__Given request__. Convert every line of the listing below into a Markdown table with two columns, Row and Listing line. Number each row and leave out any blank lines.
# start of Recorded data
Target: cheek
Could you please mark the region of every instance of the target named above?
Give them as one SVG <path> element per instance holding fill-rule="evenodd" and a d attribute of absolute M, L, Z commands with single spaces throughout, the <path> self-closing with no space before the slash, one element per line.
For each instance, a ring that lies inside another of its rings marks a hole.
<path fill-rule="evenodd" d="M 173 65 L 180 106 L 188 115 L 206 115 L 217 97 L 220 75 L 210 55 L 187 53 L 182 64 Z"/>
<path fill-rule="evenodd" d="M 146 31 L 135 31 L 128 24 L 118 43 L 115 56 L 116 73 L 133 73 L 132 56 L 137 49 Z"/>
# end of Recorded data
__Final result__.
| Row | Listing line |
|---|---|
| 1 | Target: cheek |
| 2 | Could you please mark the region of every instance of the target named above? |
| 3 | Give them as one SVG <path> element per instance holding fill-rule="evenodd" and a d attribute of absolute M, L, Z commands with single spaces throughout, the <path> self-closing with no space before the slash, one element per line. |
| 4 | For each instance, a ring that lies inside another of its rings marks a hole. |
| 5 | <path fill-rule="evenodd" d="M 173 65 L 180 106 L 188 115 L 206 115 L 217 97 L 220 75 L 210 55 L 187 53 L 182 64 Z"/> |
| 6 | <path fill-rule="evenodd" d="M 146 31 L 135 31 L 128 24 L 118 43 L 115 56 L 116 73 L 133 73 L 132 56 L 137 49 Z"/> |